EXERCISE DESCRIPTION →
The result should be every line of the listing that contains "sandstone".

DATA SUPPLIED →
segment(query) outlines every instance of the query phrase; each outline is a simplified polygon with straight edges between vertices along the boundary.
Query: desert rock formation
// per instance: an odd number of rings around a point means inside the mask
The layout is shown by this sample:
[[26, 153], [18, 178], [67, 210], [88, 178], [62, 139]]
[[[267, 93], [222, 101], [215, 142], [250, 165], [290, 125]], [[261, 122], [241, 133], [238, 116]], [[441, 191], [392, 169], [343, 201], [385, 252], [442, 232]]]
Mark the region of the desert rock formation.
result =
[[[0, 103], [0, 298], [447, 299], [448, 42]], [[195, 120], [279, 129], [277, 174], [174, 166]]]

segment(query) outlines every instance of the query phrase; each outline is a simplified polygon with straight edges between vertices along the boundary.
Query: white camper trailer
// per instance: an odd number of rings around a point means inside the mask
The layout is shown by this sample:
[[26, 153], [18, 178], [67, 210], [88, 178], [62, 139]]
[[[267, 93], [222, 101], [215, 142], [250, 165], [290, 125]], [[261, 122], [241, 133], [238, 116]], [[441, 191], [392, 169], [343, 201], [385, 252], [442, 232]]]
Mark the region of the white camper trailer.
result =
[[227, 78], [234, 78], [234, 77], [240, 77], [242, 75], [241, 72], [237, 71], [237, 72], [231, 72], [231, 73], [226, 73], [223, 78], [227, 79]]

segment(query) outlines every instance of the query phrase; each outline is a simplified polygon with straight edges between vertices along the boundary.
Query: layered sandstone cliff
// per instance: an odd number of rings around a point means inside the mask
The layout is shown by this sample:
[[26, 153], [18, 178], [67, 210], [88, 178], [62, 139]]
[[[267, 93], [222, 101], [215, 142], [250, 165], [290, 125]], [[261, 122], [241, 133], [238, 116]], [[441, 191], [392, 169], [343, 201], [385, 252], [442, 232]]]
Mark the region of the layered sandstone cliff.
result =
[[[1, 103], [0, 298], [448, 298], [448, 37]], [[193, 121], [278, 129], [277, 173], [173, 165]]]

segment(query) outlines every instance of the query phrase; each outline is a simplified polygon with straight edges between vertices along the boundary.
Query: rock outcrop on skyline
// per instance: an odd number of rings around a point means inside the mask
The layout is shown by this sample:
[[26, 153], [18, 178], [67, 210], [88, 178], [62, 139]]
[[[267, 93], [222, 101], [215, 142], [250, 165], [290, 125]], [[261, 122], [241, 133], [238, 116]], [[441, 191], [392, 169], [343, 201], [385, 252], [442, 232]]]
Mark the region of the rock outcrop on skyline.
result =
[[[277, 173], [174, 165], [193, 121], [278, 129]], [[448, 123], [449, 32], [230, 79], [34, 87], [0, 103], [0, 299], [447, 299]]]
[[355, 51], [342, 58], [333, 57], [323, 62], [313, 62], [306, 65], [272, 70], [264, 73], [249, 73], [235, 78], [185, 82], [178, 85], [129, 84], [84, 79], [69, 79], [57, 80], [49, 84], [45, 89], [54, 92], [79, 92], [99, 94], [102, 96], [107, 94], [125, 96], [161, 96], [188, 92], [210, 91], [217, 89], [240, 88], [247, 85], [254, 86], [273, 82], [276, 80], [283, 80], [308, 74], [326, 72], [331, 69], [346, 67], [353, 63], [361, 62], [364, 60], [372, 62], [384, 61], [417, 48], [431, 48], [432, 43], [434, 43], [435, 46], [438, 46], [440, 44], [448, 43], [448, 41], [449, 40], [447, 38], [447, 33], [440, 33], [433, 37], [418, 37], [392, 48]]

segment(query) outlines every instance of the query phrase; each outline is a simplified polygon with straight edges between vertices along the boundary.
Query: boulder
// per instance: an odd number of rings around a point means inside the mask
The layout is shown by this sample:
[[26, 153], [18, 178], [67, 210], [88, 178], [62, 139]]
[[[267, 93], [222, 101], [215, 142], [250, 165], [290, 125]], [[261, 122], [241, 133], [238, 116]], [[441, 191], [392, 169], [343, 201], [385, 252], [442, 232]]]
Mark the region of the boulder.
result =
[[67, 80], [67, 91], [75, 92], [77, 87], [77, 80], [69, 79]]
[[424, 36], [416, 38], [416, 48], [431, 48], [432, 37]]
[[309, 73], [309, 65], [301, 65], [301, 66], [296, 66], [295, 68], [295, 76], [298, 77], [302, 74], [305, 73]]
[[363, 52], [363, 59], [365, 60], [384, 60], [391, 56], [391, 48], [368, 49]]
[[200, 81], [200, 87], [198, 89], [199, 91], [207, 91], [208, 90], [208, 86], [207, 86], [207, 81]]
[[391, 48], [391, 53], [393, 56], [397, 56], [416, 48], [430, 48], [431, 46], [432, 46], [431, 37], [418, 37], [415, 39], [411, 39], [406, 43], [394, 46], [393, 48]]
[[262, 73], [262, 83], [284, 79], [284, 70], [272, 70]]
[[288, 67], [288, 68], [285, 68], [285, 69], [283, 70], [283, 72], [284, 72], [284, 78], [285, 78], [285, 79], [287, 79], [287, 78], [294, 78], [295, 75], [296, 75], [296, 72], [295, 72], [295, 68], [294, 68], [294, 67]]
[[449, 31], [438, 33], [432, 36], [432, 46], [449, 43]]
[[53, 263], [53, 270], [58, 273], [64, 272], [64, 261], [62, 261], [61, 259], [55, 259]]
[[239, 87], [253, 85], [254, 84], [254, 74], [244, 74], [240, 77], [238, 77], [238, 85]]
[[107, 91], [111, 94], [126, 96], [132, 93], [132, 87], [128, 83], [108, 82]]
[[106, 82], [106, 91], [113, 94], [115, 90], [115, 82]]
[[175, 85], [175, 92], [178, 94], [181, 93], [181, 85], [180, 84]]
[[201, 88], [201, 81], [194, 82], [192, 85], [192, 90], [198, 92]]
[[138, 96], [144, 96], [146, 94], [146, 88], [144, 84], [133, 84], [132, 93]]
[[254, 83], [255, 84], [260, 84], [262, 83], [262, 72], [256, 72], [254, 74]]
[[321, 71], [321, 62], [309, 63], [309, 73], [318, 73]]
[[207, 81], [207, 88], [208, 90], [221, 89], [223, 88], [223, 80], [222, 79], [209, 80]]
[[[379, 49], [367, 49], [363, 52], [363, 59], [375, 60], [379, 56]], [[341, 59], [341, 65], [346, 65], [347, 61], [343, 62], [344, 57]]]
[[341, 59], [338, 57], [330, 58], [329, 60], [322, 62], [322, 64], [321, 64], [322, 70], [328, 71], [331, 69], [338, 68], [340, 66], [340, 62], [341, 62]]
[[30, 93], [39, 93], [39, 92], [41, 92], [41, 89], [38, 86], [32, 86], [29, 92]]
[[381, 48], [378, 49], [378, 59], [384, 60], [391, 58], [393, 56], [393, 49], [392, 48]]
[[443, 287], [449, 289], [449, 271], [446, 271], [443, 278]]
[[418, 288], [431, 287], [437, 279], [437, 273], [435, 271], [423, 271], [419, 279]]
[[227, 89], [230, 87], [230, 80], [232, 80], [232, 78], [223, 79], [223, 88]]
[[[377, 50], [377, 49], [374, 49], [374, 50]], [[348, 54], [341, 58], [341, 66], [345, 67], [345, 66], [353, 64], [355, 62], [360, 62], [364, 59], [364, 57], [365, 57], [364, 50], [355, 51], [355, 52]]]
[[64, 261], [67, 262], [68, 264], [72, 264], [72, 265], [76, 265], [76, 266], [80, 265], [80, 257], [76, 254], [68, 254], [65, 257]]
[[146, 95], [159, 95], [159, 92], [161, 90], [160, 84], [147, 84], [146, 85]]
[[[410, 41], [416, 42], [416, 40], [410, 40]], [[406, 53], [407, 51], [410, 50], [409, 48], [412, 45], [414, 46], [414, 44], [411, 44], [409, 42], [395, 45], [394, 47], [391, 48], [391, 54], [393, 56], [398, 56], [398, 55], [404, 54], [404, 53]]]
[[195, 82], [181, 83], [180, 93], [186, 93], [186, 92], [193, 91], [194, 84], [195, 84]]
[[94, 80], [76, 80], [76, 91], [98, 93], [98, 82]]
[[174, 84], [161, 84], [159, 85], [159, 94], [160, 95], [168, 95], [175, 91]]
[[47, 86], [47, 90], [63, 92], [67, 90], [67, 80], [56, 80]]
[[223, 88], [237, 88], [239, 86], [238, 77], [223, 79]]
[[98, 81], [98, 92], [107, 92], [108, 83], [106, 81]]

==

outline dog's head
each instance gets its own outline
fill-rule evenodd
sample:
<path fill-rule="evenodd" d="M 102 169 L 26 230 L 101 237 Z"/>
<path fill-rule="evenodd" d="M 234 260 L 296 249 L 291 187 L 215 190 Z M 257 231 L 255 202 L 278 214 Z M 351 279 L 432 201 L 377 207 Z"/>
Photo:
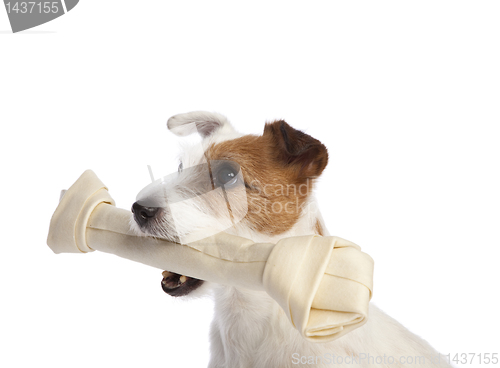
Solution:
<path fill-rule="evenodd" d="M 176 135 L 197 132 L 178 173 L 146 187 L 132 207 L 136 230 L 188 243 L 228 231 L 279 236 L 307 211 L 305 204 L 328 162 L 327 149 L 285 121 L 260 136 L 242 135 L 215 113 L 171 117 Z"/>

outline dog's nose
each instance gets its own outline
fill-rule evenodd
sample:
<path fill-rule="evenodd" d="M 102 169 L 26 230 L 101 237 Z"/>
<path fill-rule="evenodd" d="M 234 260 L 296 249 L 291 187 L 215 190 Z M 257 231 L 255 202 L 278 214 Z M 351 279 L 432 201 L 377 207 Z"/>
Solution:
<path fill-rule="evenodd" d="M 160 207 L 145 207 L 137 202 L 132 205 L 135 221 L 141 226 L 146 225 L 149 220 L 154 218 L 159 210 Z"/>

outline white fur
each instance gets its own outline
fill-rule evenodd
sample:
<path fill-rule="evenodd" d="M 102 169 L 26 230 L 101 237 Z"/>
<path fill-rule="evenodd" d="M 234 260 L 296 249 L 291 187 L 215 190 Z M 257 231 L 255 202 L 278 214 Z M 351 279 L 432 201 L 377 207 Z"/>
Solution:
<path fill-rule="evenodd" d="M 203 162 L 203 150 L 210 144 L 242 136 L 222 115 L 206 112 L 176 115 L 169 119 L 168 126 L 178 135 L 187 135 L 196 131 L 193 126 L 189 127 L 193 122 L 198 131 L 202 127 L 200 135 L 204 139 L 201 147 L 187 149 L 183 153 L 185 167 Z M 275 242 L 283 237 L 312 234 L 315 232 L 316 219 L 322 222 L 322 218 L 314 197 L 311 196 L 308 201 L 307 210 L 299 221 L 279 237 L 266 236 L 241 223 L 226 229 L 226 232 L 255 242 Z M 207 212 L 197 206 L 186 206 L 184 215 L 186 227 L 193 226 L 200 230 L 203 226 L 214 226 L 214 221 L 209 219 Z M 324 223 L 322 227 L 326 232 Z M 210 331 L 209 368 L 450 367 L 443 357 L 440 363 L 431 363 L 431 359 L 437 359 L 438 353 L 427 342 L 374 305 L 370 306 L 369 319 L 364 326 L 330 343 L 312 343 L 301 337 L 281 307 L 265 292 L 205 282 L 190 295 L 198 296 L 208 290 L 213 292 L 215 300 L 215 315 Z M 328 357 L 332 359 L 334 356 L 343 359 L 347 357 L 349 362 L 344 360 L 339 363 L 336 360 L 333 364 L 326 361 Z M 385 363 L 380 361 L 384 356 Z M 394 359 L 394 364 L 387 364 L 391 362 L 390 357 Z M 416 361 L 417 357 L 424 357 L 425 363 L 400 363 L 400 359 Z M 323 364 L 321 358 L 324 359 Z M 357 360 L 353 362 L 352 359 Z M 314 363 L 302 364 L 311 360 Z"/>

ANSWER TO THE PROBLEM →
Query: layered sandstone cliff
Mark the region of the layered sandstone cliff.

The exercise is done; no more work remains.